» Try it
Answer these questions using the profile of Hugh MacLeod below.
1. At what event and company did the writer first meet Hugh in 1989?
2. Where did Hugh live when he started out in New York?
3. What was Hugh taking care of in Scotland in the early 2000s?

Hugh MacLeod
Hugh Macleod wasn't always famous but if you ask him today, he'll still tell you that's not the point. Despite having a blog that gets 1.5 million hits a month, a Wall Street Journal Top Ten Business books title and the most downloaded manifesto ever on Change This, out-running even Tom Peters, Hugh Macleod will tell you that's he's a cartoonist who was lucky enough to have the Internet cross his less than famous career path at a certain point roughly ten years ago.
Drowning the sorrows of his seeming non-career at the time with a friend, the friend asked Hugh what he was going to do to improve things. "I'm going to start a blog and publish my cartoons," he replied. "What's a blog?" his friend inquired. And the rest, as they say, is history.
I met Hugh in 1989 as we both sat in the new employee orientation seminar at the Leo Burnett company in Chicago. I was about 10 years into a reasonably successful advertising career and Hugh was fresh out of the University of Texas, hired as a copywriter. Bored pretty much s***less with deep delves into the employee manual and the offerings of insurance policies and 401k options, Hugh and I became friends in that meeting and have remained so to this day. Working in the same building for the next few years I watched Hugh try his hand at being a commercial copywriter but it was painfully obvious that it would never have the lure of drawing snarky cartoons that most of his superiors would tell him were of no commercial value - not until the Internet came along, that is.
Hugh's late '90s were spent in New York making a decent go at copywriting and finally beginning to make a decent living, but it was there that his love/hate relationship with the city would inspire some of his most inspiring work. Starting the prototypical New York dream living in a YMCA and escalating to a six figure salary, MacLeod saw the lure of the city, juxtaposed with the cold reality of the place. Most people just hated their lives, he thought. Then unemployment called, thankfully, and he began his therapy of drawing cartoons "on the back of business cards" in bars and other places of relative solitude and appropriate liquids.
I remember receiving emails from him in the early 2000s, care-taking for a farmhouse in Scotland (his family's native country) and doing bit and piece copy work in Edinborough and London. He encouraged me to take a look at this new thing he was doing called a"blog" and I found it entertaining but couldn't see now that was going to make him any money either. But over the next few years he was able to build and cultivate an audience of creative people and techies who found his work just the tonic for their creatively unappreciated lives.

» Available data
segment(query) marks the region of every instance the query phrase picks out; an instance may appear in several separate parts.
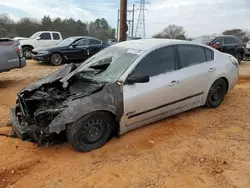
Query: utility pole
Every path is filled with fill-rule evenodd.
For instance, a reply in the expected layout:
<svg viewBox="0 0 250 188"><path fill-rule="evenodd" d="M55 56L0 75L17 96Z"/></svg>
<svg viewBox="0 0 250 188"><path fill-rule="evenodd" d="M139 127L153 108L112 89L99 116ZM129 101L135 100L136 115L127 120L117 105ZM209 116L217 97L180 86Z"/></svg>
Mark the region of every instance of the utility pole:
<svg viewBox="0 0 250 188"><path fill-rule="evenodd" d="M137 3L140 3L140 8L138 9L140 12L138 16L135 34L137 37L145 38L145 35L146 35L145 34L146 33L145 10L147 10L146 4L148 4L148 2L146 2L145 0L140 0L140 2L137 2Z"/></svg>
<svg viewBox="0 0 250 188"><path fill-rule="evenodd" d="M120 2L120 42L127 39L127 0Z"/></svg>
<svg viewBox="0 0 250 188"><path fill-rule="evenodd" d="M132 10L127 10L127 38L134 37L134 27L135 27L135 5L133 4ZM116 38L119 40L119 27L120 27L120 10L118 10L117 15L117 29L116 29Z"/></svg>

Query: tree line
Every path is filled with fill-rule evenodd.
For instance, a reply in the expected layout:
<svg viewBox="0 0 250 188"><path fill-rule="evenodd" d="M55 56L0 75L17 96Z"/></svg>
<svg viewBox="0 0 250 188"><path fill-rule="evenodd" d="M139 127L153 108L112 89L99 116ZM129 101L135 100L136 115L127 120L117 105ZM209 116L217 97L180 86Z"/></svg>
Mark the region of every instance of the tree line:
<svg viewBox="0 0 250 188"><path fill-rule="evenodd" d="M116 33L105 18L87 23L73 18L51 19L49 16L44 16L40 21L21 18L15 22L7 14L0 15L0 38L30 37L37 31L59 31L63 38L88 35L105 41L115 38Z"/></svg>
<svg viewBox="0 0 250 188"><path fill-rule="evenodd" d="M250 39L250 33L243 29L229 29L222 32L223 35L234 35L247 42ZM164 28L161 32L155 34L153 38L168 38L168 39L182 39L191 40L187 37L186 31L182 26L170 24Z"/></svg>

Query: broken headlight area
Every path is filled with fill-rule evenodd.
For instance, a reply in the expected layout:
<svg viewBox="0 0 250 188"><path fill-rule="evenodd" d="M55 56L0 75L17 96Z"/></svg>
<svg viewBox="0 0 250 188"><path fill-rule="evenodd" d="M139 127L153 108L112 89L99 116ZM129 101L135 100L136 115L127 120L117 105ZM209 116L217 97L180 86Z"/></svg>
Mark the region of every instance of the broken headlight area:
<svg viewBox="0 0 250 188"><path fill-rule="evenodd" d="M60 117L61 112L68 108L72 101L103 89L103 84L87 81L72 77L66 88L62 82L56 81L45 83L33 90L22 90L12 113L12 123L16 122L12 127L16 128L17 135L23 140L40 145L65 140L66 130L61 130L59 134L50 132L50 124Z"/></svg>
<svg viewBox="0 0 250 188"><path fill-rule="evenodd" d="M49 132L53 119L67 106L64 101L70 93L54 84L35 91L22 91L16 101L15 115L20 128L25 129L23 140L47 144L58 137Z"/></svg>

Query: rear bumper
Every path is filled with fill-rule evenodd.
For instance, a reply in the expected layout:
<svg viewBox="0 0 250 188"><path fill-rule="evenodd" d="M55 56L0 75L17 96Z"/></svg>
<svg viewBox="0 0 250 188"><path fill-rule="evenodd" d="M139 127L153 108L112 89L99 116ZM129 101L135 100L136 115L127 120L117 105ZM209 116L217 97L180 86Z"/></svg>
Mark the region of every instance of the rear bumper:
<svg viewBox="0 0 250 188"><path fill-rule="evenodd" d="M49 62L49 55L34 55L32 54L32 59L35 61L41 61L48 63Z"/></svg>

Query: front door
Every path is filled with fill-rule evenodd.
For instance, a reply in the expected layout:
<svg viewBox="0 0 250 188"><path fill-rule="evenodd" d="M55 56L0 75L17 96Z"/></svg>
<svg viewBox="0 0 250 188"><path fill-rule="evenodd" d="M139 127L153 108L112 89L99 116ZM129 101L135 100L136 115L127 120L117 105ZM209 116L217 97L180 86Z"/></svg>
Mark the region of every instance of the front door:
<svg viewBox="0 0 250 188"><path fill-rule="evenodd" d="M171 109L178 108L179 71L176 70L173 47L151 52L131 75L148 75L150 80L123 86L126 126L137 127L150 123L171 113Z"/></svg>

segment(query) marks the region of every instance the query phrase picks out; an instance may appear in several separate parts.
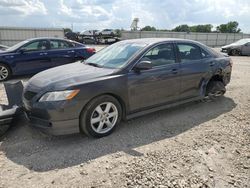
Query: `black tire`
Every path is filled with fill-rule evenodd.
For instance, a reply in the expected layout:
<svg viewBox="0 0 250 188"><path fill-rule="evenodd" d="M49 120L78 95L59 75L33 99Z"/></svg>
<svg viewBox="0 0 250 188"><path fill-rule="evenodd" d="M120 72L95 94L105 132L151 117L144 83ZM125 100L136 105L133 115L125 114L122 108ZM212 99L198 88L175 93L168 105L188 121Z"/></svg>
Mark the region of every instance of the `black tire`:
<svg viewBox="0 0 250 188"><path fill-rule="evenodd" d="M226 93L226 87L222 81L210 81L207 84L206 96L217 99Z"/></svg>
<svg viewBox="0 0 250 188"><path fill-rule="evenodd" d="M114 123L114 126L108 132L98 133L94 130L94 128L91 125L91 118L92 118L93 114L95 113L95 109L99 105L104 104L104 103L112 103L113 105L115 105L115 107L118 111L118 117L117 117L116 122ZM97 98L94 98L93 100L91 100L87 104L87 106L84 108L84 110L81 112L80 131L82 133L85 133L87 136L95 137L95 138L101 138L101 137L108 136L115 130L117 125L120 123L121 117L122 117L122 108L121 108L120 103L114 97L112 97L110 95L102 95L100 97L97 97Z"/></svg>
<svg viewBox="0 0 250 188"><path fill-rule="evenodd" d="M2 68L4 68L7 71L7 77L5 77L5 76L3 77L3 75L1 75L1 69ZM11 77L11 70L10 70L10 68L7 65L5 65L5 64L0 63L0 82L8 80L10 77Z"/></svg>
<svg viewBox="0 0 250 188"><path fill-rule="evenodd" d="M10 128L9 124L0 125L0 137L2 137Z"/></svg>
<svg viewBox="0 0 250 188"><path fill-rule="evenodd" d="M232 49L231 52L230 52L230 54L231 54L232 56L238 56L238 55L240 55L240 51L237 50L237 49Z"/></svg>

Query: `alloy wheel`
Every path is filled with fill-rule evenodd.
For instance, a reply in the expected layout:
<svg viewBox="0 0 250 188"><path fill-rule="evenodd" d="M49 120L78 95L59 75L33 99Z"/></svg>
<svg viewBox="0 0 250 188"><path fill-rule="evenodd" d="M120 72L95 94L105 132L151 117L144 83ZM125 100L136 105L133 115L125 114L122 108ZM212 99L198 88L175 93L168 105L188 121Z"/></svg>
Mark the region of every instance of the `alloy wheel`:
<svg viewBox="0 0 250 188"><path fill-rule="evenodd" d="M117 107L112 102L105 102L98 105L90 118L92 129L98 134L109 132L118 119Z"/></svg>
<svg viewBox="0 0 250 188"><path fill-rule="evenodd" d="M8 69L0 65L0 80L5 80L8 76L9 76Z"/></svg>

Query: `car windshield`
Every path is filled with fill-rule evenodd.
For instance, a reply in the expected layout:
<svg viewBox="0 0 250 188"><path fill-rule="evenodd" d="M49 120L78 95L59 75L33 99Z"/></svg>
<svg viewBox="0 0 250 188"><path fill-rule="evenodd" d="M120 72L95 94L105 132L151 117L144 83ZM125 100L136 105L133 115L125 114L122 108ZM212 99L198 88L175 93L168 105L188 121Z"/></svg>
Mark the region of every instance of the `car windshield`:
<svg viewBox="0 0 250 188"><path fill-rule="evenodd" d="M246 44L248 42L250 42L250 39L241 39L241 40L238 40L237 42L235 42L234 44L244 45L244 44Z"/></svg>
<svg viewBox="0 0 250 188"><path fill-rule="evenodd" d="M8 49L6 49L6 51L13 51L13 50L17 50L18 48L20 48L21 46L23 46L24 44L28 43L28 40L19 42L17 44L15 44L14 46L9 47Z"/></svg>
<svg viewBox="0 0 250 188"><path fill-rule="evenodd" d="M146 43L118 42L91 56L85 63L98 67L119 69L146 45Z"/></svg>

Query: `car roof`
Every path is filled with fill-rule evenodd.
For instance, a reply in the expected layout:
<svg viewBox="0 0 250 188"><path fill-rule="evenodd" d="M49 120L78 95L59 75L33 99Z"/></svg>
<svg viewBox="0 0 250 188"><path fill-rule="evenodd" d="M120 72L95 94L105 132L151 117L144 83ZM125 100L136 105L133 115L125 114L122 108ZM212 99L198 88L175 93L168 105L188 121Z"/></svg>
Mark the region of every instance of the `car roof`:
<svg viewBox="0 0 250 188"><path fill-rule="evenodd" d="M160 43L160 42L191 42L191 43L196 43L196 44L201 44L197 41L193 40L188 40L188 39L179 39L179 38L140 38L140 39L129 39L129 40L124 40L124 42L135 42L135 43L145 43L145 44L155 44L155 43Z"/></svg>

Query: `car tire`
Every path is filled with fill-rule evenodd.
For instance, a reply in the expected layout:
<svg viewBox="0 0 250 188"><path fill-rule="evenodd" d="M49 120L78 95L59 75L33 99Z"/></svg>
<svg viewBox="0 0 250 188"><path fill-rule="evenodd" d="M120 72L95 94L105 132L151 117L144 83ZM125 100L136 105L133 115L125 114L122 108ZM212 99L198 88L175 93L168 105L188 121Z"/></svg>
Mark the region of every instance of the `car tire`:
<svg viewBox="0 0 250 188"><path fill-rule="evenodd" d="M122 117L120 103L110 95L91 100L80 116L80 131L87 136L101 138L110 135Z"/></svg>
<svg viewBox="0 0 250 188"><path fill-rule="evenodd" d="M239 50L236 50L236 49L232 49L231 52L230 52L230 54L231 54L232 56L238 56L238 55L240 55L240 51L239 51Z"/></svg>
<svg viewBox="0 0 250 188"><path fill-rule="evenodd" d="M0 63L0 82L8 80L10 76L11 76L10 68L5 64Z"/></svg>
<svg viewBox="0 0 250 188"><path fill-rule="evenodd" d="M0 125L0 137L2 137L10 128L9 124Z"/></svg>
<svg viewBox="0 0 250 188"><path fill-rule="evenodd" d="M217 99L226 93L226 87L222 81L210 81L207 84L206 96Z"/></svg>

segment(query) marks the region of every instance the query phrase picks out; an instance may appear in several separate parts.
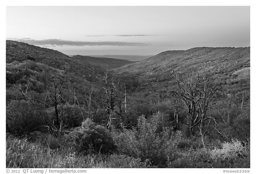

» Response area
1. The new employee orientation seminar at the Leo Burnett company in Chicago.
2. A YMCA.
3. A farmhouse.